** Start of Extracted entries **

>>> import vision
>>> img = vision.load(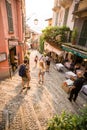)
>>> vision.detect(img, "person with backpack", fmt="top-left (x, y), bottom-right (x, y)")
top-left (34, 55), bottom-right (38, 67)
top-left (68, 71), bottom-right (85, 102)
top-left (19, 60), bottom-right (30, 89)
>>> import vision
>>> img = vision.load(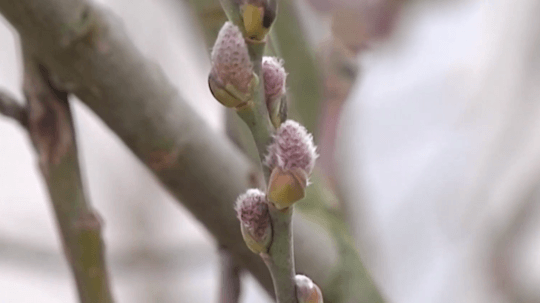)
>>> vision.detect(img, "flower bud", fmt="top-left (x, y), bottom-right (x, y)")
top-left (240, 0), bottom-right (277, 41)
top-left (262, 57), bottom-right (287, 128)
top-left (265, 120), bottom-right (317, 209)
top-left (268, 167), bottom-right (307, 209)
top-left (236, 189), bottom-right (272, 254)
top-left (294, 275), bottom-right (323, 303)
top-left (208, 22), bottom-right (259, 107)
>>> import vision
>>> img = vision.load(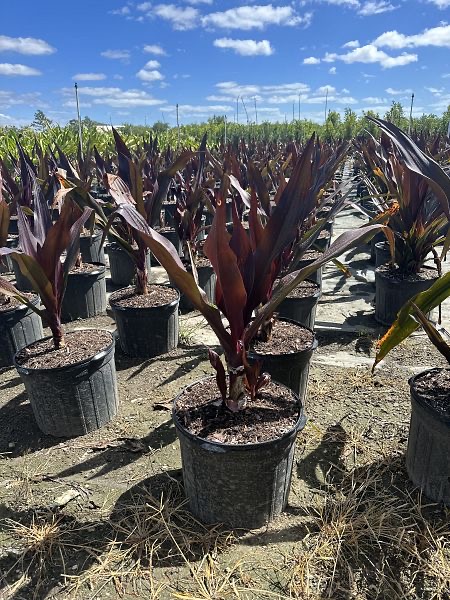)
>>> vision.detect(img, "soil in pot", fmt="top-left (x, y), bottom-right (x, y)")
top-left (406, 369), bottom-right (450, 505)
top-left (375, 265), bottom-right (438, 326)
top-left (14, 330), bottom-right (118, 437)
top-left (107, 243), bottom-right (151, 286)
top-left (249, 319), bottom-right (318, 404)
top-left (173, 378), bottom-right (305, 529)
top-left (295, 250), bottom-right (322, 289)
top-left (277, 279), bottom-right (322, 329)
top-left (0, 294), bottom-right (44, 368)
top-left (61, 263), bottom-right (106, 322)
top-left (109, 284), bottom-right (180, 358)
top-left (80, 231), bottom-right (105, 264)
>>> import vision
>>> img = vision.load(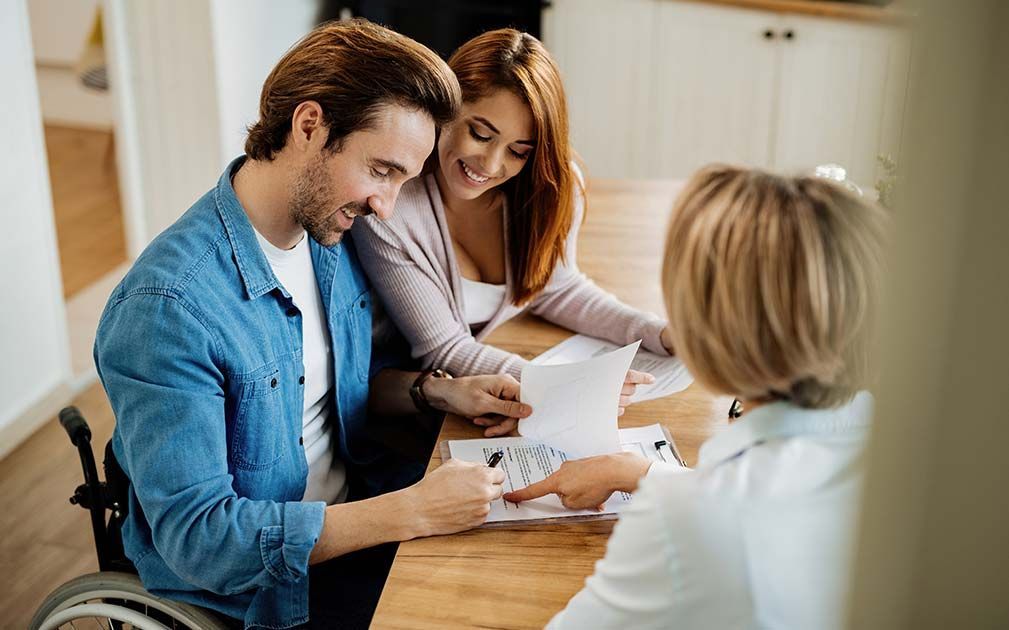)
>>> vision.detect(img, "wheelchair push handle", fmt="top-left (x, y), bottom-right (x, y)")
top-left (60, 407), bottom-right (91, 446)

** End of Extracted entries **

> _Short exercise_: Return every line of the material above that contains the string "detect", matching case exactly.

> _Solution below_:
>>> vision.detect(img, "person with backpack", fmt="top-left (x, y), bottom-right (x, y)")
>>> vision.detect(img, "flower bud", fmt="top-left (x, y), bottom-right (x, y)")
>>> vision.detect(img, "soil in pot", fmt="top-left (x, y), bottom-right (x, y)")
>>> vision.detect(img, "wheelchair push handle", fmt="top-left (x, y), bottom-right (x, y)")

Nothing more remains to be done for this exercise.